= Paper candidate =

Election candidate of a party with little support

In a representative democracy, a paper candidate (also known as a no-hope candidate) is a candidate who stands for a political party in an electoral division where the party in question enjoys only low levels of support. Although the candidate has little chance of winning, a major party will normally make an effort to ensure it has its name on the ballot paper in every constituency. In two-party systems, a paper candidate may also be known as token opposition. In Dutch-speaking countries, the last candidate on a party list is called a lijstduwer and is usually a well-known non-politician such as an artist, celebrity or athlete, chosen to attract more votes for the party.

A dummy candidate is similar to a paper candidate in that both types do not expect to win their race; however, they differ in that a dummy candidate typically has an ulterior motive for being in the race, such as to dishonestly divert votes away from more legitimate candidates or to take advantage of benefits afforded to political candidates. Another related concept is the stalking horse candidate, a junior or little-known politician who challenges an incumbent to test the support for a more serious challenge from someone else.

== United States ==

Paper candidates may be local party members, or members from neighbouring areas or from central office depending on the laws of the jurisdiction; most U.S. states, for example, require all candidates for state and local office to reside in the district they intend on representing for a certain length of time. The main purpose of fielding paper candidates is to maintain or improve the profile of a political party and, in two-party systems, to provide at least nominal opposition to a seemingly unassailable incumbent. Another potential use for paper candidacy is to allow a candidate who wants off the ballot of another race to do so by running for something else, a race they cannot possibly win (such as Rick Lazio, who lost a Republican primary for New York Governor in 2010 but still had a third-party ballot line; in order to disqualify himself from the gubernatorial election Lazio was nominated for a judicial seat in the Bronx that was so heavily Democratic that he could not have possibly won if he wanted to, and he did not). The paper candidates themselves typically do little or no campaigning and neither incur nor claim any expenses.

There are circumstances where a paper candidate can win an election, often when the opposing candidate is unexpectedly embroiled in scandal; for example, then-27-year-old American Chris Smith, who ran as a token opponent to New Jersey congressman Frank Thompson in 1978 and 1980, won the latter contest after Thompson was embroiled in the Abscam scandal. Another example is Michael Patrick Flanagan, a little-known Republican attorney who defeated longtime Democratic incumbent Dan Rostenkowski, the onetime powerful Chair of the House Ways and Means Committee, in a heavily Democratic Chicago-based district after Rostenkowski was indicted on charges of mail fraud. The victory occurred in 1994 as part of a national Republican wave.

In jurisdictions with strict campaign finance and spending laws governing elections, it is often a legal necessity to run the maximum number candidates permitted (or close thereto) in order to spend the maximum amount of money otherwise permitted by law. In such cases, parties will run paper candidates, but will usually endeavour to use the extra spending allowance afforded (at least to the extent that it may be permitted in the jurisdiction) to campaign in districts where they have a realistic chance of winning.

In Puerto Rico, every party has to run candidates; thus, paper candidates can occur when parties form alliances.

[EXTRACTED RECORDS]
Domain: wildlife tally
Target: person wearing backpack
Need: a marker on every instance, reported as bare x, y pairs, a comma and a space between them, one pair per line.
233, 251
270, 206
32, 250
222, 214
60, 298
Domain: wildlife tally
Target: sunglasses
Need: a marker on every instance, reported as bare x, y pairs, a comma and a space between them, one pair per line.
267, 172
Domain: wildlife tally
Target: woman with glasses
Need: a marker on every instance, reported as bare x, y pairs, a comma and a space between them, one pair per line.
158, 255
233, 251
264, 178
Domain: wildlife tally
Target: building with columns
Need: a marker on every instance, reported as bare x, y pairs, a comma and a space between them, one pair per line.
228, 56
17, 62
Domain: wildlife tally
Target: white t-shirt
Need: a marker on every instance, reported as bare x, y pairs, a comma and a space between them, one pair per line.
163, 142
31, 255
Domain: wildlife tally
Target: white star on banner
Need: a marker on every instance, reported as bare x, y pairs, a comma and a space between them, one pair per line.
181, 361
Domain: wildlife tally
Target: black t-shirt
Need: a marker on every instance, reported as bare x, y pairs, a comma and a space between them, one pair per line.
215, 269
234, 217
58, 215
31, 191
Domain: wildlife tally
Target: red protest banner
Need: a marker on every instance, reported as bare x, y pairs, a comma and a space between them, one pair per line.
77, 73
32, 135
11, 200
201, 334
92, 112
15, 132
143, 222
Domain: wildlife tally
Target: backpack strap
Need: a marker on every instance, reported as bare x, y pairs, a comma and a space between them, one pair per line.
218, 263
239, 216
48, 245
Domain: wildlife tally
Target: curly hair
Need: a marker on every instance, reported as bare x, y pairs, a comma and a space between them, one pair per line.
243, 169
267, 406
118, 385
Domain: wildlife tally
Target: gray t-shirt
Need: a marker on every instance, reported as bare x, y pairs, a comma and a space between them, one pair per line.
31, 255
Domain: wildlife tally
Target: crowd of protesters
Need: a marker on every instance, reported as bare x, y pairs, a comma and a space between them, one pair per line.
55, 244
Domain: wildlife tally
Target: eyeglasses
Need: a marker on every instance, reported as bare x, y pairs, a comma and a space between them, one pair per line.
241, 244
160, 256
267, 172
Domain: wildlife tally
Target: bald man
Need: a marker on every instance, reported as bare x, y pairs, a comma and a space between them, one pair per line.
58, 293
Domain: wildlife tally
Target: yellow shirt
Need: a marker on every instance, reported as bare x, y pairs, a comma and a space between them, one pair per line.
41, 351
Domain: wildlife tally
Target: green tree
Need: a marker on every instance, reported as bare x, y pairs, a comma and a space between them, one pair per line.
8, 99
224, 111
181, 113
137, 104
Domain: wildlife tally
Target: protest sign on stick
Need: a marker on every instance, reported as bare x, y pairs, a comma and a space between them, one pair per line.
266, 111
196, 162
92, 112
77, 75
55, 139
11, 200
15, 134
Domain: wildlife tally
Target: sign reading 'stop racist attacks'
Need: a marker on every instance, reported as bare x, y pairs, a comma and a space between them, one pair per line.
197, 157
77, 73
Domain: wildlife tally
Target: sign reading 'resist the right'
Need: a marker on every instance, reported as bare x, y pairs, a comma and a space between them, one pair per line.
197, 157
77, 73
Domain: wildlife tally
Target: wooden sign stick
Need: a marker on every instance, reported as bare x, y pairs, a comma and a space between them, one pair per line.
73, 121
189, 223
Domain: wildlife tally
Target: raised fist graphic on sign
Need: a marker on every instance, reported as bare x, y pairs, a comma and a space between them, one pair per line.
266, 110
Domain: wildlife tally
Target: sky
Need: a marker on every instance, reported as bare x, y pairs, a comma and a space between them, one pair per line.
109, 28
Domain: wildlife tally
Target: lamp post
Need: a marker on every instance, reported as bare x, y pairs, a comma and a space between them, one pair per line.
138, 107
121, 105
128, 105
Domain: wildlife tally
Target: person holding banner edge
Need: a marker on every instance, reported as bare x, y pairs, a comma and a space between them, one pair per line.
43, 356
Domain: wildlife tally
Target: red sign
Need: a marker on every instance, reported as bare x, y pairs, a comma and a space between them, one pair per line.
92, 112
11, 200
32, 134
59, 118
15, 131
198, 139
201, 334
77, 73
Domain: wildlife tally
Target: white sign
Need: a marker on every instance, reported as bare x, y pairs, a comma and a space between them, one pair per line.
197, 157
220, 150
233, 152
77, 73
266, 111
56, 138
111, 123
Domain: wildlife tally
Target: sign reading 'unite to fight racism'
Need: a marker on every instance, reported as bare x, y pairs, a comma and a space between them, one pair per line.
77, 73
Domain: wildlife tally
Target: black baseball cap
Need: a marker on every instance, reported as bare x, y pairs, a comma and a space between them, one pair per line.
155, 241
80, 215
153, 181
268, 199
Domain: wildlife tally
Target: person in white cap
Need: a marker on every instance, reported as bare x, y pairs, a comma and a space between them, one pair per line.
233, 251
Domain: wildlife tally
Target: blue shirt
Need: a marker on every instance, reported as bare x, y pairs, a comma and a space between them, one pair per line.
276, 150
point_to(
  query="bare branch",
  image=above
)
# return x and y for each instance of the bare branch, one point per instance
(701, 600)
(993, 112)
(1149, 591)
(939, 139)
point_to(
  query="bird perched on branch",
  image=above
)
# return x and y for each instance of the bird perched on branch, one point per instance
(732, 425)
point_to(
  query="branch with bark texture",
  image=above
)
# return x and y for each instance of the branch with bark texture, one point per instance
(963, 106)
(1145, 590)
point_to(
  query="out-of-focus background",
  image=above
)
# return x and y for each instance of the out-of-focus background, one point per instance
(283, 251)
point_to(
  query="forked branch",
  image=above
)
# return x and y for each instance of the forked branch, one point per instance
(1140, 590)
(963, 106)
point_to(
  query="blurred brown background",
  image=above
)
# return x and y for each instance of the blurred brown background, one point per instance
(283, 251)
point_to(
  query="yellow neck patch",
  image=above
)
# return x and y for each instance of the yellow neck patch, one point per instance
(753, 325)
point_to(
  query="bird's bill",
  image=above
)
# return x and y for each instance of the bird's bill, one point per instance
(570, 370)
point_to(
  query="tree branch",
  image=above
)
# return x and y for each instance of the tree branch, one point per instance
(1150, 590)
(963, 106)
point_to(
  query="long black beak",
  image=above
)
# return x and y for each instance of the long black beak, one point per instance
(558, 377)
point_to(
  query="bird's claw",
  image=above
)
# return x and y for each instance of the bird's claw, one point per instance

[TASK DESCRIPTION] Replace "endeavour" with "endeavor" in the portion of the paper candidate article between "In jurisdictions with" and "parties form alliances.", inclusive, and write out that portion in full. The entries are not required for any part of this work.

[PROBLEM SOLUTION]
In jurisdictions with strict campaign finance and spending laws governing elections, it is often a legal necessity to run the maximum number candidates permitted (or close thereto) in order to spend the maximum amount of money otherwise permitted by law. In such cases, parties will run paper candidates, but will usually endeavor to use the extra spending allowance afforded (at least to the extent that it may be permitted in the jurisdiction) to campaign in districts where they have a realistic chance of winning.

In Puerto Rico, every party has to run candidates; thus, paper candidates can occur when parties form alliances.